USING THE INFORMATION |
**1)** Extract the part of the article on black atheists in Orlando that starts at "But the way" and ends at "others will follow.".
**2)** In the article on black atheists in Orlando, what year did Richard Peacock start the Black Nonbelievers of Metro Orlando?

PASSAGE |
++++
Black Atheists Search for Community in Orlando

The state of the black church is still strong, but a sizable percentage of African-Americans are losing their faith — the most recent count (PDF) by the Pew Research Center in 2012 put the number at 15% unaffiliated:

Jeff Kunerth of the Orlando Sentinel spoke to members of a local black atheist group to find out what their experiences were like:

A meeting of the Black Nonbelievers of Metro Orlando (Orlando Sentinel)

“The black church is so much a part of black life, heritage and culture,” said Richard Peacock, who started the Black Nonbelievers of Metro Orlando in 2012. “It’s assumed that even if you aren’t going to church, it’s part of your DNA.”

The oldest institution in the black community, the church is the center of gravity for social, economic and political activities. Religion is discussed in the barbershops and beauty parlors, at the post office and City Hall. Churches sponsor youth groups, health fairs, voter registration and assistance to the poor and the elderly.

In the black community, those who deny the existence of God are viewed as devil-possessed or deranged.

“You are seen as basically alien,” said Bridget Gaudette, a 34-year-old atheist who grew up as a Jehovah’s Witness. “You are confused, you are mentally ill.”

But the way to break that stereotype is to come out and let people know how their views of atheists are misguided. The members of this group and many others like it are show incredible courage and bravery in going public with their atheism in the hopes that others will follow.

About Hemant Mehta

Hemant Mehta is the chair of Foundation Beyond Belief and a high school math teacher in the suburbs of Chicago. He began writing the Friendly Atheist blog in 2006. His latest book is called The Young Atheist's Survival Guide.
++++
RECORD EXCERPTS |
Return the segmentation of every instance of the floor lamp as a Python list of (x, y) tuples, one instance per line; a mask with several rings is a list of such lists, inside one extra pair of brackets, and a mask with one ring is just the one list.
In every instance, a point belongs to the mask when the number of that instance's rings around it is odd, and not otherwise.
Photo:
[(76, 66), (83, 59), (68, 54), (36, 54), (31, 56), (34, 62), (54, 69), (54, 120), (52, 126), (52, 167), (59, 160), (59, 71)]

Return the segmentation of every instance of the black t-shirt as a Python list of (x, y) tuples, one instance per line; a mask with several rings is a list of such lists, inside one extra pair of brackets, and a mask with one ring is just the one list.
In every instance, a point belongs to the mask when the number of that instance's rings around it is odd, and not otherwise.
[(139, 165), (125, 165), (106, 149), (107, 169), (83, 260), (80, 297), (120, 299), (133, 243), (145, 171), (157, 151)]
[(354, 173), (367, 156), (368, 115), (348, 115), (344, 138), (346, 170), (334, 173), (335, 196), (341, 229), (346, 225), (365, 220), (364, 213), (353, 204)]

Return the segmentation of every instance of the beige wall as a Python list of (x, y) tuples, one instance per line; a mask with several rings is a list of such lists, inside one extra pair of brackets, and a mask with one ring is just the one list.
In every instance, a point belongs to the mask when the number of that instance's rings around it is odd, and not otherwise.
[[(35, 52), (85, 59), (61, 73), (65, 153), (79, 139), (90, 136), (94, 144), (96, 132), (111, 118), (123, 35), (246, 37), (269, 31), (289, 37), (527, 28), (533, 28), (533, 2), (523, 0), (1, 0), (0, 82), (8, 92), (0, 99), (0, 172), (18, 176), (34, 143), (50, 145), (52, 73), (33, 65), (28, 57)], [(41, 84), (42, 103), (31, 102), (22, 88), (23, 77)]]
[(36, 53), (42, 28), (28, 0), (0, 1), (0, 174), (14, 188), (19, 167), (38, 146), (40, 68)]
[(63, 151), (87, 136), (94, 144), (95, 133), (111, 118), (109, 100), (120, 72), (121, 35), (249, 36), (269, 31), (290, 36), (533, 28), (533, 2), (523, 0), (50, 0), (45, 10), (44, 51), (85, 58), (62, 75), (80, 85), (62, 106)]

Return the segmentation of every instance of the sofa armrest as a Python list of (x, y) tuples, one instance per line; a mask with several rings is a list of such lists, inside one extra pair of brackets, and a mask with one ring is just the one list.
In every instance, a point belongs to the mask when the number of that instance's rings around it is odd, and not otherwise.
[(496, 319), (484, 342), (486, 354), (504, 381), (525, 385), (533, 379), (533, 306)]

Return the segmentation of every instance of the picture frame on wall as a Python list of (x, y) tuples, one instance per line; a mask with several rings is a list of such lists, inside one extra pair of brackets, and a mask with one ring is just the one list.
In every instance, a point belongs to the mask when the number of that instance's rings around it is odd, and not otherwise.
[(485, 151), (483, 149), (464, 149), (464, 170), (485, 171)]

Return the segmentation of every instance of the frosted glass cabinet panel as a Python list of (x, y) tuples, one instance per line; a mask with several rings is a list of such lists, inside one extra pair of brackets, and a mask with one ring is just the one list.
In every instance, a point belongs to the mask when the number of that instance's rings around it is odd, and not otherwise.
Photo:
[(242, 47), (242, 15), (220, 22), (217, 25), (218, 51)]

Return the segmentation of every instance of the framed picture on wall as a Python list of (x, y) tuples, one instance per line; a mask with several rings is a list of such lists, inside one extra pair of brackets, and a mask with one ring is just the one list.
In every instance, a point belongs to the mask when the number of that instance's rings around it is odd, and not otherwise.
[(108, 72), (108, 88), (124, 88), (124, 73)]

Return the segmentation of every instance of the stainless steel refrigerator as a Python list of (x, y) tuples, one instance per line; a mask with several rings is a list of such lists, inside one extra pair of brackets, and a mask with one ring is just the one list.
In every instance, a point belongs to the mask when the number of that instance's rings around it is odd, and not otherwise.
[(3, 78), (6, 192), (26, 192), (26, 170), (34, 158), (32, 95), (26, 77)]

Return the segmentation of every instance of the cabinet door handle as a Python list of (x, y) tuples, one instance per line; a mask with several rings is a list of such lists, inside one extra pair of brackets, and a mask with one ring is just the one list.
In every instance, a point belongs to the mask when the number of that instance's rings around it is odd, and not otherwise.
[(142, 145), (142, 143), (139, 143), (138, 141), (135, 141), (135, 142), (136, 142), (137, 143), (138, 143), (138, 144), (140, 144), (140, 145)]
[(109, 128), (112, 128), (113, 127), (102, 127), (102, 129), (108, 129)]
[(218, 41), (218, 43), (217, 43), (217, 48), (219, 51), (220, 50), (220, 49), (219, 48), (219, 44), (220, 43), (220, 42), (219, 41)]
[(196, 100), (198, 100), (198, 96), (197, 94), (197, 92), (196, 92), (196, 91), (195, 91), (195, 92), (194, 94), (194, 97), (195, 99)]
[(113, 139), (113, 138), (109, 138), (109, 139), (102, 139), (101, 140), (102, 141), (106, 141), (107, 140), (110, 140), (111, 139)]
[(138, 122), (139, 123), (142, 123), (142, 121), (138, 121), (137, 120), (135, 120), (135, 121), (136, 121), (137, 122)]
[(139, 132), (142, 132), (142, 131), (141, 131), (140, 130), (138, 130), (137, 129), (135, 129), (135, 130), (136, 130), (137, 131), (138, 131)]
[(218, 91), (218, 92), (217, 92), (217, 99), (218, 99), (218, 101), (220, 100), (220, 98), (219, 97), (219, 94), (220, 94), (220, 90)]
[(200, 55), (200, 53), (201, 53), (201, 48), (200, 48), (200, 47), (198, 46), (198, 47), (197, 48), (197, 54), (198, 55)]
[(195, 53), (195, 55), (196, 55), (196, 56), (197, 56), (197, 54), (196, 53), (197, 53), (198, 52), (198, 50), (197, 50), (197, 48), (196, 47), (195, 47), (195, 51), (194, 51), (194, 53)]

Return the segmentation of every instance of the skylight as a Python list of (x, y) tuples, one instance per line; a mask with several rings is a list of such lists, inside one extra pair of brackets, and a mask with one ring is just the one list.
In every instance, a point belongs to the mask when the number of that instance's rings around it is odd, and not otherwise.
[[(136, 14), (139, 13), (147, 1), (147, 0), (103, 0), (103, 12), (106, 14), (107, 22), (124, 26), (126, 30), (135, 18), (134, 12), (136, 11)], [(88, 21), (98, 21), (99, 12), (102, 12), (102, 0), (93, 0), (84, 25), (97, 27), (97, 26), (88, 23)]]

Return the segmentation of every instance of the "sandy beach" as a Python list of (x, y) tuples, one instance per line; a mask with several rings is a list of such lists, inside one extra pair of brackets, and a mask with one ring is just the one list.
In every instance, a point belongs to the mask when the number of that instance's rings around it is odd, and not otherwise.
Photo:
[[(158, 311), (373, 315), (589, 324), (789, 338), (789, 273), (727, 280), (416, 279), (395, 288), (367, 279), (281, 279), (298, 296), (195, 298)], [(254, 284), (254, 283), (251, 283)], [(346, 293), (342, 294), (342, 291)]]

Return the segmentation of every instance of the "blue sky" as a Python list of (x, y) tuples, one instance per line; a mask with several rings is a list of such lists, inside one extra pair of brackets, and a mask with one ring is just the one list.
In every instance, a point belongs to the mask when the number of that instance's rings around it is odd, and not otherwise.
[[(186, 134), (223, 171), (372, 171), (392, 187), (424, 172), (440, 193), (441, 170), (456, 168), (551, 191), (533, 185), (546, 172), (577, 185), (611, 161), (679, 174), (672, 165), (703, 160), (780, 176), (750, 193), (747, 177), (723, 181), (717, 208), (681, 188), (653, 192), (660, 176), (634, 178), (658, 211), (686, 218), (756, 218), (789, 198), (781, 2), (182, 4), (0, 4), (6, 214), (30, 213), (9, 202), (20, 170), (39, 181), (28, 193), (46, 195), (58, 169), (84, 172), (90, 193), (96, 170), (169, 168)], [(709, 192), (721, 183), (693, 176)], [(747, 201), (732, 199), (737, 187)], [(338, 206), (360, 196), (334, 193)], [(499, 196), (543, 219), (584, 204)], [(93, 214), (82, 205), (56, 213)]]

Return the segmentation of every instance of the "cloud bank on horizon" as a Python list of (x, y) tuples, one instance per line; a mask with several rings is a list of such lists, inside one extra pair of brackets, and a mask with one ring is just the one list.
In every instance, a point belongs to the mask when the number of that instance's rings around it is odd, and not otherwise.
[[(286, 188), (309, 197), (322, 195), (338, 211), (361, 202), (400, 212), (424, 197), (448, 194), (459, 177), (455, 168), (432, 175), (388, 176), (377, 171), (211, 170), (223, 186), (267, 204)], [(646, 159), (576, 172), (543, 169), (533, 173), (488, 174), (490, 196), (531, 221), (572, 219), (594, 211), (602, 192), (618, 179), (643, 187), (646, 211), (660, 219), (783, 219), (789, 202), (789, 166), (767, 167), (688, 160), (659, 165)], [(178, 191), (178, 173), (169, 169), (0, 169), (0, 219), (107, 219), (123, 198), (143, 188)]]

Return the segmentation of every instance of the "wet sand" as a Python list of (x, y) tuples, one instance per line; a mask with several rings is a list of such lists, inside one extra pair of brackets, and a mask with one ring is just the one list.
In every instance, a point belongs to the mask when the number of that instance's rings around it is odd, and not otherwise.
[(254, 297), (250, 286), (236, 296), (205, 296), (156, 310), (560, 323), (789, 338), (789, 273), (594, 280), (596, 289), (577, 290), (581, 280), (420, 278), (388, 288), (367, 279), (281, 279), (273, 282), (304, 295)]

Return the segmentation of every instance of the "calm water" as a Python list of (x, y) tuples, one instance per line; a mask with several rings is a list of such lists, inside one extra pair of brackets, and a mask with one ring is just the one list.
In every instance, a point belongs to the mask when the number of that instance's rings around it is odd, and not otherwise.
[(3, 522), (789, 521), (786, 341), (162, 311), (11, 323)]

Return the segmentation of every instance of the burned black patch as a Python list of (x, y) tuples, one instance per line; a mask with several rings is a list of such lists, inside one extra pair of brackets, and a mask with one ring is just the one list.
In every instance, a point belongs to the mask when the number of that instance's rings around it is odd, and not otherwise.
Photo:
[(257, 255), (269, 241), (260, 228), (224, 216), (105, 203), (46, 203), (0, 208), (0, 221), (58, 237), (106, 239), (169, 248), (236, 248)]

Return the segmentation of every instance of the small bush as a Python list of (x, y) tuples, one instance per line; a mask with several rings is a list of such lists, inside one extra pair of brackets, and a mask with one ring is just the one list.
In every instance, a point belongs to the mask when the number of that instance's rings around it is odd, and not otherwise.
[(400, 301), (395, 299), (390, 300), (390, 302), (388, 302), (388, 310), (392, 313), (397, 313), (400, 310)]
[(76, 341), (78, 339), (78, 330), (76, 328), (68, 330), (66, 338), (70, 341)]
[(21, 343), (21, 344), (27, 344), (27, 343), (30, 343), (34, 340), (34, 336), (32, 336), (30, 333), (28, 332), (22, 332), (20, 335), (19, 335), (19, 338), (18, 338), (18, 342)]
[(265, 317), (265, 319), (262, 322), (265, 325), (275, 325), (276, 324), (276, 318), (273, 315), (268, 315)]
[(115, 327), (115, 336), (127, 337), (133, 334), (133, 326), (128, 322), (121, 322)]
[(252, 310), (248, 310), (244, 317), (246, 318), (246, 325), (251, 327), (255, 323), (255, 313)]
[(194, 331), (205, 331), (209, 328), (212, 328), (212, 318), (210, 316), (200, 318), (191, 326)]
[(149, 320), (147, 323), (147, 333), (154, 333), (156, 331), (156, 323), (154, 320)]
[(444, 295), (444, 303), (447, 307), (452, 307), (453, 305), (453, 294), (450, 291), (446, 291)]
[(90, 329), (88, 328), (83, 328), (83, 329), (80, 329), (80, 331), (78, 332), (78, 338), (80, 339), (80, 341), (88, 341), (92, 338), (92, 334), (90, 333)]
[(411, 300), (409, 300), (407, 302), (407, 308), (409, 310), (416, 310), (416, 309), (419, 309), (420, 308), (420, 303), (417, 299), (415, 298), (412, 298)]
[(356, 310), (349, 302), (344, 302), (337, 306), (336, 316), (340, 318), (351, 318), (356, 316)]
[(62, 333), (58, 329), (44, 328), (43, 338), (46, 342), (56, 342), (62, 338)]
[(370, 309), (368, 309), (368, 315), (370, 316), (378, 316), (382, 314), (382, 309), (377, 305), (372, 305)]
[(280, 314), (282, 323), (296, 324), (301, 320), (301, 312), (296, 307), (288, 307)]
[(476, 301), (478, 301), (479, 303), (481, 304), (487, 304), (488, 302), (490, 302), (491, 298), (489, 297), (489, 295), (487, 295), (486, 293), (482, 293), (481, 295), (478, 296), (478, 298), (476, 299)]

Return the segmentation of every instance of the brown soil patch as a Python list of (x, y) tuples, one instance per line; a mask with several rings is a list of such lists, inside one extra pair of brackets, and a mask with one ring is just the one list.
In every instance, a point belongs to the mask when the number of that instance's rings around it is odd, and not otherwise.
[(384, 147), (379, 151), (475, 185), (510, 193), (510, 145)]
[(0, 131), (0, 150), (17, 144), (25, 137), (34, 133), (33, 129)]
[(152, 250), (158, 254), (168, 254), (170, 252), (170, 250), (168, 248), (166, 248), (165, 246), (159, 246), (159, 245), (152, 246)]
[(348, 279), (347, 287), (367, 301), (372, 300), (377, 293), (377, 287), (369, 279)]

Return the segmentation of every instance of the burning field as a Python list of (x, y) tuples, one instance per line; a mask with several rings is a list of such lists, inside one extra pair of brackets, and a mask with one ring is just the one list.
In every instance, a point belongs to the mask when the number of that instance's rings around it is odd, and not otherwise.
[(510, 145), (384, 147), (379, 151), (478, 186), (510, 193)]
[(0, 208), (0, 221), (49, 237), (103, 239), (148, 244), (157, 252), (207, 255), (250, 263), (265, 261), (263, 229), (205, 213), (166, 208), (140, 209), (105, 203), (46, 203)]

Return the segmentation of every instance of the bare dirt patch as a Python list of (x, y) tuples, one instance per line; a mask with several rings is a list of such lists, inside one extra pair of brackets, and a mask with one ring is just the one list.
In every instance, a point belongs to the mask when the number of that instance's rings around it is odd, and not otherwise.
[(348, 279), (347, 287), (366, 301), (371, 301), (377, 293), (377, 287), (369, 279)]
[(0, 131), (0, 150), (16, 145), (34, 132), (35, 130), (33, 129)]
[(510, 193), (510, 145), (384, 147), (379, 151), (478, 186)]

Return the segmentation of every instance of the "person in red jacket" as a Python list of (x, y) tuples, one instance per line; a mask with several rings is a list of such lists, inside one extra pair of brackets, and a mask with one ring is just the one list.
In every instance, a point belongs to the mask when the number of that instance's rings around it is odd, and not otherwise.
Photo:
++++
OUTPUTS FOR THE TASKS |
**1)**
But the way to break that stereotype is to come out and let people know how their views of atheists are misguided. The members of this group and many others like it are show incredible courage and bravery in going public with their atheism in the hopes that others will follow.

**2)** 2012